[Photo-based referring expression data]
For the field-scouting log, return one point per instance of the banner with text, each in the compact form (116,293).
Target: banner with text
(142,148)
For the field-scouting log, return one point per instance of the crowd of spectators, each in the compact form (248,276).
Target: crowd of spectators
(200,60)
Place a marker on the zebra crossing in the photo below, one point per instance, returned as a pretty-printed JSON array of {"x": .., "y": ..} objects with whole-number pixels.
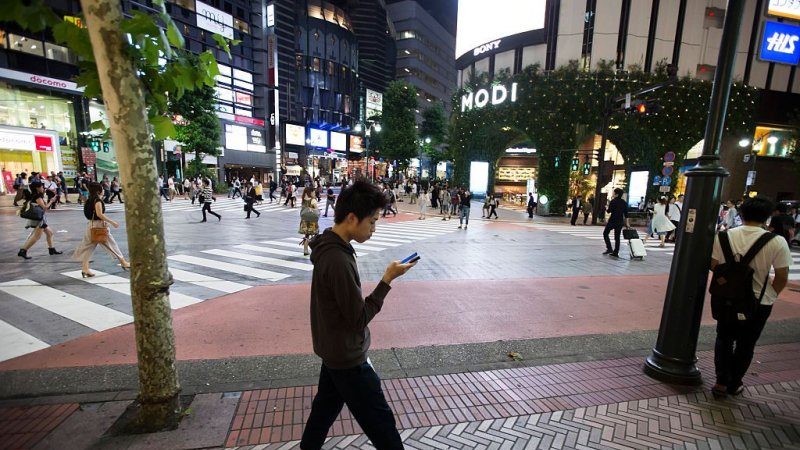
[
  {"x": 223, "y": 204},
  {"x": 36, "y": 313},
  {"x": 596, "y": 233}
]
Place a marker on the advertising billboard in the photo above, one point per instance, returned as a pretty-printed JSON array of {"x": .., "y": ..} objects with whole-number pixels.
[
  {"x": 338, "y": 141},
  {"x": 780, "y": 43},
  {"x": 295, "y": 134},
  {"x": 482, "y": 25},
  {"x": 318, "y": 138}
]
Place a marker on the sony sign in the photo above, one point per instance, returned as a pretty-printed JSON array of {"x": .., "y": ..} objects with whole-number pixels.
[
  {"x": 494, "y": 45},
  {"x": 480, "y": 98}
]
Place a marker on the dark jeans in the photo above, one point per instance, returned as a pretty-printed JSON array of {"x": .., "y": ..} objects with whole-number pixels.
[
  {"x": 617, "y": 230},
  {"x": 733, "y": 350},
  {"x": 207, "y": 207},
  {"x": 360, "y": 389}
]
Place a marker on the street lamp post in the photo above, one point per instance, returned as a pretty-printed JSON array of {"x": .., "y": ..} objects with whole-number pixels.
[{"x": 674, "y": 356}]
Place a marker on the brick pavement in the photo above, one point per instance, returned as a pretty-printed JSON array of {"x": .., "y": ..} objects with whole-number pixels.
[{"x": 574, "y": 405}]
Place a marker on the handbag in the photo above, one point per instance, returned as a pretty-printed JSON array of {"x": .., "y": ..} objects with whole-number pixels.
[
  {"x": 32, "y": 212},
  {"x": 309, "y": 214},
  {"x": 630, "y": 233},
  {"x": 99, "y": 234}
]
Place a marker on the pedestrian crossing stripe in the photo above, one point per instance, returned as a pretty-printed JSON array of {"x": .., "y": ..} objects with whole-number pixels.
[
  {"x": 283, "y": 253},
  {"x": 123, "y": 286},
  {"x": 87, "y": 313}
]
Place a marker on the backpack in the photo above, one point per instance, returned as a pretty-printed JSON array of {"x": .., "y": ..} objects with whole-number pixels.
[{"x": 732, "y": 282}]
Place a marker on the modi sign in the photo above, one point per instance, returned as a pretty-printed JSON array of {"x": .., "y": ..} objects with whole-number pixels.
[{"x": 496, "y": 95}]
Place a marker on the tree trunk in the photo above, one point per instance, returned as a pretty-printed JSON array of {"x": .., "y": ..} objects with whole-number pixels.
[{"x": 150, "y": 279}]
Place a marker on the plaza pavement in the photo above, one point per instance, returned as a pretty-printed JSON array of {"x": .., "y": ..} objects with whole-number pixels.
[{"x": 578, "y": 323}]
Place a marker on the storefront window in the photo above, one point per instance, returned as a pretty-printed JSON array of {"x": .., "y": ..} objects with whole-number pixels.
[
  {"x": 25, "y": 44},
  {"x": 58, "y": 53}
]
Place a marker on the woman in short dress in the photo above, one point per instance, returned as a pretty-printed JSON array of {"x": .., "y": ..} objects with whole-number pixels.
[
  {"x": 94, "y": 210},
  {"x": 36, "y": 197},
  {"x": 661, "y": 223},
  {"x": 308, "y": 228}
]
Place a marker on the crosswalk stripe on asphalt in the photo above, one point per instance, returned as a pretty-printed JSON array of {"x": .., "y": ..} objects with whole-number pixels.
[{"x": 76, "y": 309}]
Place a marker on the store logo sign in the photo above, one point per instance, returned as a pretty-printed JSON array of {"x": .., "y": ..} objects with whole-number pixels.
[
  {"x": 780, "y": 43},
  {"x": 494, "y": 45},
  {"x": 498, "y": 95},
  {"x": 40, "y": 80}
]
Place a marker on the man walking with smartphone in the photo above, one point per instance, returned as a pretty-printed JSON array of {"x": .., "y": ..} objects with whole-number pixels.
[{"x": 339, "y": 318}]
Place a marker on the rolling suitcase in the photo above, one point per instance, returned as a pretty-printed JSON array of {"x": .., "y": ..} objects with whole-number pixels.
[{"x": 637, "y": 249}]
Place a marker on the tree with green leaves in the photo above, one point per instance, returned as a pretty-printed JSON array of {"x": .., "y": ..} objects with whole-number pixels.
[
  {"x": 433, "y": 129},
  {"x": 201, "y": 132},
  {"x": 398, "y": 130},
  {"x": 136, "y": 65}
]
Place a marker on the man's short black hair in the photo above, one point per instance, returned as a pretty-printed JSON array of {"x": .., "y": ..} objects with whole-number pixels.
[
  {"x": 757, "y": 209},
  {"x": 361, "y": 199}
]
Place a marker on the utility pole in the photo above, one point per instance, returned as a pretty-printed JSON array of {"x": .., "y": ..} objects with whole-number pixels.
[{"x": 674, "y": 358}]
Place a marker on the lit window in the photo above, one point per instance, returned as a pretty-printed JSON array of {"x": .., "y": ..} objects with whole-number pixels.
[
  {"x": 27, "y": 45},
  {"x": 58, "y": 53}
]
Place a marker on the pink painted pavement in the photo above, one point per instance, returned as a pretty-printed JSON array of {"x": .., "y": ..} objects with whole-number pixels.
[{"x": 273, "y": 320}]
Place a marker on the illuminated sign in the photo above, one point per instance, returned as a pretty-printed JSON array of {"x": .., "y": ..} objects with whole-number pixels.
[
  {"x": 480, "y": 98},
  {"x": 780, "y": 43},
  {"x": 482, "y": 24},
  {"x": 295, "y": 134},
  {"x": 784, "y": 8},
  {"x": 338, "y": 141},
  {"x": 213, "y": 20}
]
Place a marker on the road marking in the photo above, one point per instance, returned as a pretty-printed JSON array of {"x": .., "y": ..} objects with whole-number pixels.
[
  {"x": 274, "y": 251},
  {"x": 17, "y": 342},
  {"x": 228, "y": 267},
  {"x": 76, "y": 309},
  {"x": 123, "y": 286},
  {"x": 261, "y": 259},
  {"x": 206, "y": 281}
]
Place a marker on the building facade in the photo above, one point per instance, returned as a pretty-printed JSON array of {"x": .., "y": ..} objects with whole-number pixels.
[
  {"x": 39, "y": 98},
  {"x": 642, "y": 35},
  {"x": 425, "y": 54}
]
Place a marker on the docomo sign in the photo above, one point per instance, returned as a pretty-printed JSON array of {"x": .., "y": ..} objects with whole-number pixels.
[
  {"x": 24, "y": 141},
  {"x": 481, "y": 97}
]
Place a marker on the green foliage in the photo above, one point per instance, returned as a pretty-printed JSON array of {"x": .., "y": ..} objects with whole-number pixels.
[
  {"x": 165, "y": 68},
  {"x": 399, "y": 134},
  {"x": 556, "y": 110},
  {"x": 201, "y": 133}
]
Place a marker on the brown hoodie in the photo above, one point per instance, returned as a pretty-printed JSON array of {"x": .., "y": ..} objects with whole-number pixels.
[{"x": 339, "y": 312}]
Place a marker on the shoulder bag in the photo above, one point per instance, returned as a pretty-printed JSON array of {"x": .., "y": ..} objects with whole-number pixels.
[{"x": 99, "y": 234}]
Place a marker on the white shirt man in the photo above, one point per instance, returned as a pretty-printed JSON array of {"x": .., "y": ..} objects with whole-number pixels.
[{"x": 743, "y": 333}]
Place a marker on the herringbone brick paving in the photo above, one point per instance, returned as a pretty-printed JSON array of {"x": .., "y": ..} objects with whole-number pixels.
[{"x": 596, "y": 404}]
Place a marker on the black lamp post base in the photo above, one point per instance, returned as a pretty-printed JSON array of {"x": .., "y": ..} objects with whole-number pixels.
[{"x": 672, "y": 370}]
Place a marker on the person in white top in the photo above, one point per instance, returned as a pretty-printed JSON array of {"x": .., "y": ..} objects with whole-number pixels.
[
  {"x": 660, "y": 223},
  {"x": 736, "y": 339}
]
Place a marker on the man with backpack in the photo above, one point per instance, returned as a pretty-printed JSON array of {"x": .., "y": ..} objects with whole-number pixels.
[{"x": 741, "y": 293}]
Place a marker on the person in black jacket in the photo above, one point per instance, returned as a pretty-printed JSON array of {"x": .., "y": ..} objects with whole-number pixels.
[
  {"x": 250, "y": 200},
  {"x": 618, "y": 210},
  {"x": 339, "y": 318}
]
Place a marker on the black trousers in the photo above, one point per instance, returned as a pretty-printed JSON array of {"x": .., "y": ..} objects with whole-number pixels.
[
  {"x": 360, "y": 389},
  {"x": 733, "y": 349},
  {"x": 617, "y": 230},
  {"x": 207, "y": 207}
]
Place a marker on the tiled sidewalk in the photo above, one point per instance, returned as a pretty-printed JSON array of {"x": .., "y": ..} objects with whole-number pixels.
[{"x": 600, "y": 403}]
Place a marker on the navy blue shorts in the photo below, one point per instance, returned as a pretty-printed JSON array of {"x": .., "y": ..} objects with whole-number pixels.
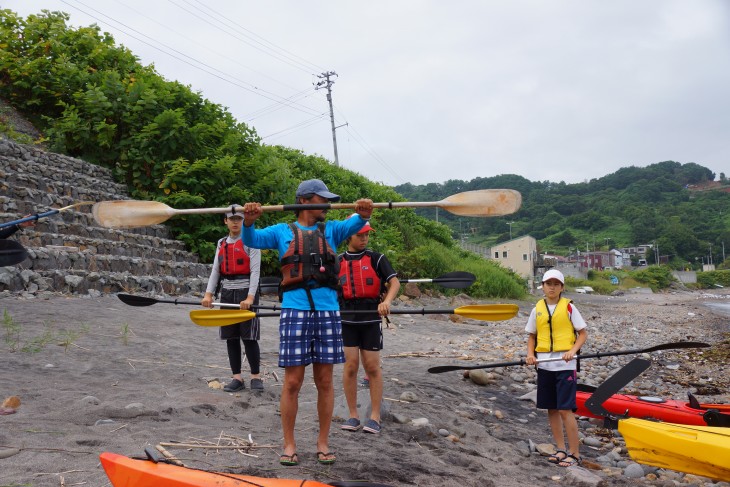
[
  {"x": 307, "y": 337},
  {"x": 365, "y": 337},
  {"x": 556, "y": 389}
]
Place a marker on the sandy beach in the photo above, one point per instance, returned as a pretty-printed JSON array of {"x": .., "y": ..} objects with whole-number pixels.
[{"x": 95, "y": 375}]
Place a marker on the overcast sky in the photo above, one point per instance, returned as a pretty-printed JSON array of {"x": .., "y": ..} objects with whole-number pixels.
[{"x": 434, "y": 90}]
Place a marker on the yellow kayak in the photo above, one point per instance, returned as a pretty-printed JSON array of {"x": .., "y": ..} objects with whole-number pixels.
[{"x": 699, "y": 450}]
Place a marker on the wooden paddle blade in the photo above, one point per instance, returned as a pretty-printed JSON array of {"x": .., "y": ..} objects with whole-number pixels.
[
  {"x": 131, "y": 213},
  {"x": 483, "y": 202},
  {"x": 220, "y": 317},
  {"x": 135, "y": 300},
  {"x": 488, "y": 312},
  {"x": 11, "y": 252}
]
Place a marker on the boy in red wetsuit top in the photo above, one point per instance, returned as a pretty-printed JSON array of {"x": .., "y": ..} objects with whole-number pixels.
[{"x": 366, "y": 277}]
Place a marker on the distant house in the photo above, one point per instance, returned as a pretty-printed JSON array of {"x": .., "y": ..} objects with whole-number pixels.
[{"x": 518, "y": 254}]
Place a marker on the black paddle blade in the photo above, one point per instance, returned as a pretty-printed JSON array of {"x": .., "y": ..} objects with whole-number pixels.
[
  {"x": 11, "y": 252},
  {"x": 133, "y": 300},
  {"x": 439, "y": 369},
  {"x": 615, "y": 383},
  {"x": 676, "y": 346}
]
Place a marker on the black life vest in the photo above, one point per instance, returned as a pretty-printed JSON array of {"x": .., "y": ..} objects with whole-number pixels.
[
  {"x": 309, "y": 262},
  {"x": 233, "y": 261},
  {"x": 359, "y": 277}
]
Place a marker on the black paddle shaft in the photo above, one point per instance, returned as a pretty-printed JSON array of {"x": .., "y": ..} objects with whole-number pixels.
[{"x": 666, "y": 346}]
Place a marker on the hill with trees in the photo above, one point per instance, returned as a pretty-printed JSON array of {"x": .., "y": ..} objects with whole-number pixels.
[
  {"x": 670, "y": 205},
  {"x": 93, "y": 100}
]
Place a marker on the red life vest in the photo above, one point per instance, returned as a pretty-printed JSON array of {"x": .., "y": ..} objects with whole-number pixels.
[
  {"x": 233, "y": 259},
  {"x": 359, "y": 277},
  {"x": 309, "y": 258}
]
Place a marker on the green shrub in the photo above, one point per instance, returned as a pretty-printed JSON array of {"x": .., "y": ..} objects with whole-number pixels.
[
  {"x": 656, "y": 277},
  {"x": 708, "y": 280}
]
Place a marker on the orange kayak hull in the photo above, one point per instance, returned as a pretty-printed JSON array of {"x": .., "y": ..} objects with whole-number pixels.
[{"x": 128, "y": 472}]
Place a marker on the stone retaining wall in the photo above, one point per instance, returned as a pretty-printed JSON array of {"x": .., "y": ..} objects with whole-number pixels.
[{"x": 69, "y": 252}]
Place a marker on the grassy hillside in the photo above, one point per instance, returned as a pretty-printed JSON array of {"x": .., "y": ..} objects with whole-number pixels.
[
  {"x": 667, "y": 204},
  {"x": 93, "y": 100}
]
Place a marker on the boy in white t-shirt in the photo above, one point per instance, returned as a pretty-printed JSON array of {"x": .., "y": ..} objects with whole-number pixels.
[{"x": 557, "y": 331}]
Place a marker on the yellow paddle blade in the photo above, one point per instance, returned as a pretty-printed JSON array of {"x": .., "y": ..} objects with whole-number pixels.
[
  {"x": 488, "y": 312},
  {"x": 220, "y": 317},
  {"x": 131, "y": 213},
  {"x": 483, "y": 202}
]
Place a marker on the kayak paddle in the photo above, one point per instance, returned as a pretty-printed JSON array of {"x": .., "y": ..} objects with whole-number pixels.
[
  {"x": 38, "y": 216},
  {"x": 482, "y": 312},
  {"x": 615, "y": 383},
  {"x": 224, "y": 317},
  {"x": 11, "y": 252},
  {"x": 136, "y": 213},
  {"x": 666, "y": 346},
  {"x": 450, "y": 280}
]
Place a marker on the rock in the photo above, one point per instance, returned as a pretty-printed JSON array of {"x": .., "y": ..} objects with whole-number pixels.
[
  {"x": 409, "y": 397},
  {"x": 590, "y": 441},
  {"x": 481, "y": 377},
  {"x": 581, "y": 477},
  {"x": 633, "y": 471},
  {"x": 419, "y": 422},
  {"x": 90, "y": 401},
  {"x": 11, "y": 402}
]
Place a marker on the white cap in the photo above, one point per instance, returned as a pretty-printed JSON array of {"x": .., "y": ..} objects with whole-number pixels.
[{"x": 553, "y": 274}]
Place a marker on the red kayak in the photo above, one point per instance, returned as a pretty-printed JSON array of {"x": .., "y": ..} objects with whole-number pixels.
[
  {"x": 129, "y": 472},
  {"x": 656, "y": 408}
]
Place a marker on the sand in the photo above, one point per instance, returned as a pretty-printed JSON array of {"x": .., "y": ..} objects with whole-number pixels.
[{"x": 95, "y": 375}]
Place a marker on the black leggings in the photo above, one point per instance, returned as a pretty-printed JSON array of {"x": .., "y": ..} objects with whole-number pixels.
[{"x": 253, "y": 355}]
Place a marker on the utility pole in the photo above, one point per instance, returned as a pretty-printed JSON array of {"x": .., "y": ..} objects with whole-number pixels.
[{"x": 327, "y": 83}]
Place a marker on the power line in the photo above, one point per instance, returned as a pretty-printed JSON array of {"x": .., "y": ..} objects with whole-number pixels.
[
  {"x": 234, "y": 81},
  {"x": 264, "y": 43},
  {"x": 327, "y": 83},
  {"x": 297, "y": 127}
]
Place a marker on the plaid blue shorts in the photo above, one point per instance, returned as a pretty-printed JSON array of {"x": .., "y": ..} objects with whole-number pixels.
[{"x": 307, "y": 337}]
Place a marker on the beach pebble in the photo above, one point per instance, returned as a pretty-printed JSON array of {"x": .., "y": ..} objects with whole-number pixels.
[
  {"x": 481, "y": 377},
  {"x": 545, "y": 449},
  {"x": 590, "y": 441},
  {"x": 90, "y": 401},
  {"x": 409, "y": 396},
  {"x": 12, "y": 402},
  {"x": 8, "y": 452},
  {"x": 399, "y": 418}
]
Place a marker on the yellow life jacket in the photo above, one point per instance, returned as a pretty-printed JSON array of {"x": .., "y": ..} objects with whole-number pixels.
[{"x": 555, "y": 332}]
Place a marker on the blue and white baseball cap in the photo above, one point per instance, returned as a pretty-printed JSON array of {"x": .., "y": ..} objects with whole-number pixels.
[{"x": 316, "y": 186}]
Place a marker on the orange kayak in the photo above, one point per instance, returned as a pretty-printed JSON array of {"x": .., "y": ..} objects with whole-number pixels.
[{"x": 128, "y": 472}]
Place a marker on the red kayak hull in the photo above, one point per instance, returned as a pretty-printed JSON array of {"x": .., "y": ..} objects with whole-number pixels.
[
  {"x": 128, "y": 472},
  {"x": 667, "y": 410}
]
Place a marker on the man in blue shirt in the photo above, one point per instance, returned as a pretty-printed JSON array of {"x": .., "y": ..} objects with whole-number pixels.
[{"x": 310, "y": 328}]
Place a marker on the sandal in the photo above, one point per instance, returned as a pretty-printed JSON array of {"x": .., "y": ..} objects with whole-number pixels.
[
  {"x": 558, "y": 456},
  {"x": 289, "y": 460},
  {"x": 570, "y": 461},
  {"x": 326, "y": 458}
]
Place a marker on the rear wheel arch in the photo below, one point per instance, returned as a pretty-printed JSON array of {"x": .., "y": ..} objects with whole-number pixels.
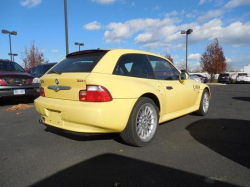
[{"x": 154, "y": 98}]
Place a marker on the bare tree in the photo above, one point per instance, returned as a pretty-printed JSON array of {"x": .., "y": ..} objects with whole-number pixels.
[
  {"x": 182, "y": 66},
  {"x": 33, "y": 57},
  {"x": 213, "y": 60},
  {"x": 168, "y": 56}
]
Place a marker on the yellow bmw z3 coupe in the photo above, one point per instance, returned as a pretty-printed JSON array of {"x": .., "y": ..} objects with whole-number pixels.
[{"x": 118, "y": 91}]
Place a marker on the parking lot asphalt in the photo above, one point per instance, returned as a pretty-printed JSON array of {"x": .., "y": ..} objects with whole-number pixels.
[{"x": 189, "y": 151}]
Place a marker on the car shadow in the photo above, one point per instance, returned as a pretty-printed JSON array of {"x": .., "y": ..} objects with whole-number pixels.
[
  {"x": 118, "y": 171},
  {"x": 15, "y": 101},
  {"x": 83, "y": 136},
  {"x": 228, "y": 137},
  {"x": 242, "y": 98}
]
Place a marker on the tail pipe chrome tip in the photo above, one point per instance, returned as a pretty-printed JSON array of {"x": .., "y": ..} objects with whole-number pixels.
[{"x": 42, "y": 120}]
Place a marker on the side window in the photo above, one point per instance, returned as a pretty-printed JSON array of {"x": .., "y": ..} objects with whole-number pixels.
[
  {"x": 163, "y": 69},
  {"x": 134, "y": 65}
]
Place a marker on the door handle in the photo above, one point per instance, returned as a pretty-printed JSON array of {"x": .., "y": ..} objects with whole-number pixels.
[{"x": 169, "y": 87}]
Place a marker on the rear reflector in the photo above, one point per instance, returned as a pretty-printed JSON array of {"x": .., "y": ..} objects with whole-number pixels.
[
  {"x": 95, "y": 94},
  {"x": 42, "y": 93}
]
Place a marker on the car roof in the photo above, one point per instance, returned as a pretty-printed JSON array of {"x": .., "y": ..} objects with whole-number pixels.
[
  {"x": 124, "y": 51},
  {"x": 48, "y": 64}
]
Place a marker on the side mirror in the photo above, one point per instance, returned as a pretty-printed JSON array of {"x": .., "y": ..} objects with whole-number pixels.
[{"x": 183, "y": 76}]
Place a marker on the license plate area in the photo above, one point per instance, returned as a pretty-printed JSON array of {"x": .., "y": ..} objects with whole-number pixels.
[
  {"x": 19, "y": 91},
  {"x": 55, "y": 117}
]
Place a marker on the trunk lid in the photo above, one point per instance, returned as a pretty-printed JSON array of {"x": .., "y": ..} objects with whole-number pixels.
[{"x": 65, "y": 86}]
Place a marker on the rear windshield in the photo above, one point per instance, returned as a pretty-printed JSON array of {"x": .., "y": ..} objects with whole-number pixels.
[
  {"x": 79, "y": 63},
  {"x": 10, "y": 66},
  {"x": 41, "y": 70},
  {"x": 242, "y": 74},
  {"x": 224, "y": 74}
]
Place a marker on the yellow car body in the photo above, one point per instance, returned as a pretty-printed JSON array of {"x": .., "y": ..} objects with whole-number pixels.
[{"x": 62, "y": 108}]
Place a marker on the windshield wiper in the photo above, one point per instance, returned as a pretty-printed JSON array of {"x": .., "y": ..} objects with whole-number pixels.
[{"x": 56, "y": 72}]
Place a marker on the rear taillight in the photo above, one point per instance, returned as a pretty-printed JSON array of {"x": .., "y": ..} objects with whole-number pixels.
[
  {"x": 95, "y": 93},
  {"x": 30, "y": 81},
  {"x": 42, "y": 93}
]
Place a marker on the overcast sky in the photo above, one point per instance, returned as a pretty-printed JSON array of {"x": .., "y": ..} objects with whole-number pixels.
[{"x": 150, "y": 25}]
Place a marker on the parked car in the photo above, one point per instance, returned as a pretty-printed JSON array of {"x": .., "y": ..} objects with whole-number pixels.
[
  {"x": 15, "y": 82},
  {"x": 118, "y": 91},
  {"x": 203, "y": 78},
  {"x": 195, "y": 77},
  {"x": 225, "y": 78},
  {"x": 243, "y": 78},
  {"x": 40, "y": 70}
]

◆ TASK ITEM
Each line of the records with the word "compact" in it is to be copied.

◆ RESULT OF THE TASK
For the field-scouting log, return one point per instance of the banner with text, each in the compact form (116,293).
For the field-scouting log, return one point per instance of the crowd of spectators, each in the compact form (248,276).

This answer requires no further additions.